> _DOCUMENT EXTRACT_:
*** Begin section ***

Based on Docker¶
AutoKernel provides docker image,where Halide and Tengine have been installed:
Docker Image:¶
cpu
docker pull openailab/autokernel
cuda:
nvidia-docker pull openailab/autokernel:cuda
[NOTE]: To use cuda image, you need to use nvidia-docker, detalis see here nvidia-docker install-guide.
opencl:
docker pull openailab/autokernel:opencl
AutoKernel tutorials for installation¶
Pull the image (it may take a while, please wait patiently, depending on the network speed, it may take 10-20mins)
docker pull openailab/autokernel
Create a container and enter the development environment
docker run -ti openailab/autokernel /bin/bash
Halide, Tengine have been installed in docker
/workspace/Halide # Halide /workspace/Tengine # Tengine
AutoKernel
git clone https://github.com/OAID/AutoKernel.git
Add executable permissions to sh scripts and automatically generate operator assembly files
cd AutoKernel/autokernel_plugin find . -name "*.sh" | xargs chmod +x ./scripts/generate.sh
Compile
mkdir build && cd build cmake .. && make -j `nproc`
Run test
cd AutoKernel/autokernel_plugin ./build/tests/tm_classification -n squeezenet
Halide in Docker¶
Halide has been installed in Autokernel docker, and the Python API has been configured.
Halide related files are all in/workspace/Halide/
directory,the install files of Halide are all in/workspace/Halide/halide-build
directory。

*** End section ***

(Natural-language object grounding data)
*** Begin section ***

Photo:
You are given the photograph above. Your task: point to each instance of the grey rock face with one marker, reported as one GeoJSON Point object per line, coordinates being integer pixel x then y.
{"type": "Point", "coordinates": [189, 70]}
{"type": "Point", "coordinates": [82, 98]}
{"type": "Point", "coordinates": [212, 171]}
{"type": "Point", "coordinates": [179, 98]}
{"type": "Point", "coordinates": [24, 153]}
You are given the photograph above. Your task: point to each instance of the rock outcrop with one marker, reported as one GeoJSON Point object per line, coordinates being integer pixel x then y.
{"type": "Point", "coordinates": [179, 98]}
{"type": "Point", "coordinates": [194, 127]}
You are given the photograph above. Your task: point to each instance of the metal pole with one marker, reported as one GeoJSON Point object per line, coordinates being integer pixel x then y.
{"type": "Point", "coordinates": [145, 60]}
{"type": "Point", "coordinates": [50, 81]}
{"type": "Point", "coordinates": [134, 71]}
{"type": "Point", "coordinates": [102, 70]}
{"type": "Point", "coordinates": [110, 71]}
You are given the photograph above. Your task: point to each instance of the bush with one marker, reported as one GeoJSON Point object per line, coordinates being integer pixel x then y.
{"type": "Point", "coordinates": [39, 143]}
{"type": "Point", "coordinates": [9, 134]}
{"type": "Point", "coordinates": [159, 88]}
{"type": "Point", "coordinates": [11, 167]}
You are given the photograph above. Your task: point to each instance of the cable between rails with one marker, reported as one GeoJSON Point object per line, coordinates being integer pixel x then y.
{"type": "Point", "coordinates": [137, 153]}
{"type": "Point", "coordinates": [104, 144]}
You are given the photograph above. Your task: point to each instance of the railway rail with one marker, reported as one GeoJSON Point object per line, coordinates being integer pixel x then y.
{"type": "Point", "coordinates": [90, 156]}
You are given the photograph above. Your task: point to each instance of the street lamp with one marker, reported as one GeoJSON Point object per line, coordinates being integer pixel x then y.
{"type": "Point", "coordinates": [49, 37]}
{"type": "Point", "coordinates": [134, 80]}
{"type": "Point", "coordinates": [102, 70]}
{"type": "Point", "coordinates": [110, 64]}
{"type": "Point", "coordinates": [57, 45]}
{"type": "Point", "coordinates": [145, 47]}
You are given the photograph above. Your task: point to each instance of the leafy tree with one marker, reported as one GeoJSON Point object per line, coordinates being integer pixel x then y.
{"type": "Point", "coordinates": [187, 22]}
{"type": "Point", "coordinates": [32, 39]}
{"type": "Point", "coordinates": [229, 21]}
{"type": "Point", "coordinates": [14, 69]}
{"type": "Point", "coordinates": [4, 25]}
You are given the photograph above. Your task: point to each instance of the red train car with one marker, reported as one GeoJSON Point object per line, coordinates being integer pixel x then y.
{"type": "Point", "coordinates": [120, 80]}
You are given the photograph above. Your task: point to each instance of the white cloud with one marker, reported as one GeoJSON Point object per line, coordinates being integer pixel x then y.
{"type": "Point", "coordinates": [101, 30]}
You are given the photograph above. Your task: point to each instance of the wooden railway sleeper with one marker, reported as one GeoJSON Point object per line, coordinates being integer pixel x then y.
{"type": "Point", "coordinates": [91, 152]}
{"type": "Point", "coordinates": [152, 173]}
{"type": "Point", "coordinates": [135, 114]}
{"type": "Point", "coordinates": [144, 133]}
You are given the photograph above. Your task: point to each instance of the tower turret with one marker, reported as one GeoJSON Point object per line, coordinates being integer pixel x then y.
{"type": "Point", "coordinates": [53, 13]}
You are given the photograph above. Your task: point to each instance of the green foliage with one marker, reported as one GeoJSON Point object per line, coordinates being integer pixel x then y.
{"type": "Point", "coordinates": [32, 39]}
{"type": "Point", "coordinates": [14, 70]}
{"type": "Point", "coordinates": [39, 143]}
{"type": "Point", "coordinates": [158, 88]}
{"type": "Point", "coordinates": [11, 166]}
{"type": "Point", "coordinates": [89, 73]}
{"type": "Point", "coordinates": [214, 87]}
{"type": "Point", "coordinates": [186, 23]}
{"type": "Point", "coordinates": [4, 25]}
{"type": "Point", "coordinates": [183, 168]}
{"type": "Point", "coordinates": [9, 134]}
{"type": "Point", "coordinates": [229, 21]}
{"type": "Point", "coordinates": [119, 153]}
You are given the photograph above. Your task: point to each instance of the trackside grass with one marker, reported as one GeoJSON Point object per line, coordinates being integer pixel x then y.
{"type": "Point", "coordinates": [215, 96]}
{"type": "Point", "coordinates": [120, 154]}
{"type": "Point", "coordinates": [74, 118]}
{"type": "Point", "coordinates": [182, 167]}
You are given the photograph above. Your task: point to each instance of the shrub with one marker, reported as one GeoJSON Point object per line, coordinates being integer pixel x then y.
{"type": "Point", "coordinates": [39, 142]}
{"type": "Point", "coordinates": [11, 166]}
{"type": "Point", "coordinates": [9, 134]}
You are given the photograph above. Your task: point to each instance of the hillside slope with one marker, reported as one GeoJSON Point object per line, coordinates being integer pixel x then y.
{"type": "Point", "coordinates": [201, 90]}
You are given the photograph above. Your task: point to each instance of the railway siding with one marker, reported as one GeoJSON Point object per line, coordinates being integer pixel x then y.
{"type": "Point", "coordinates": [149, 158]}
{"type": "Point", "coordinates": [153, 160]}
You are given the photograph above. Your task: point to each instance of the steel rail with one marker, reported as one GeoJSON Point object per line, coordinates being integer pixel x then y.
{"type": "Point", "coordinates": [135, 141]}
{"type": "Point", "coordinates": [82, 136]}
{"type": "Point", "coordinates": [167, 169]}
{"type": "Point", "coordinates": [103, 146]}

*** End section ***

> _REQUIRED TASKS_:
**a.** From the "Docker Image" section of the AutoKernel Docker guide, list each image variant together with the command given for pulling it.
**b.** Reproduce the AutoKernel Docker guide from "Based on Docker¶" up to and including "may take 10-20mins)".

> _TASK-BY-TASK OUTPUTS_:
**a.**
- cpu: docker pull openailab/autokernel
- cuda: nvidia-docker pull openailab/autokernel:cuda
- opencl: docker pull openailab/autokernel:opencl

**b.**
Based on Docker¶
AutoKernel provides docker image,where Halide and Tengine have been installed:
Docker Image:¶
cpu
docker pull openailab/autokernel
cuda:
nvidia-docker pull openailab/autokernel:cuda
[NOTE]: To use cuda image, you need to use nvidia-docker, detalis see here nvidia-docker install-guide.
opencl:
docker pull openailab/autokernel:opencl
AutoKernel tutorials for installation¶
Pull the image (it may take a while, please wait patiently, depending on the network speed, it may take 10-20mins)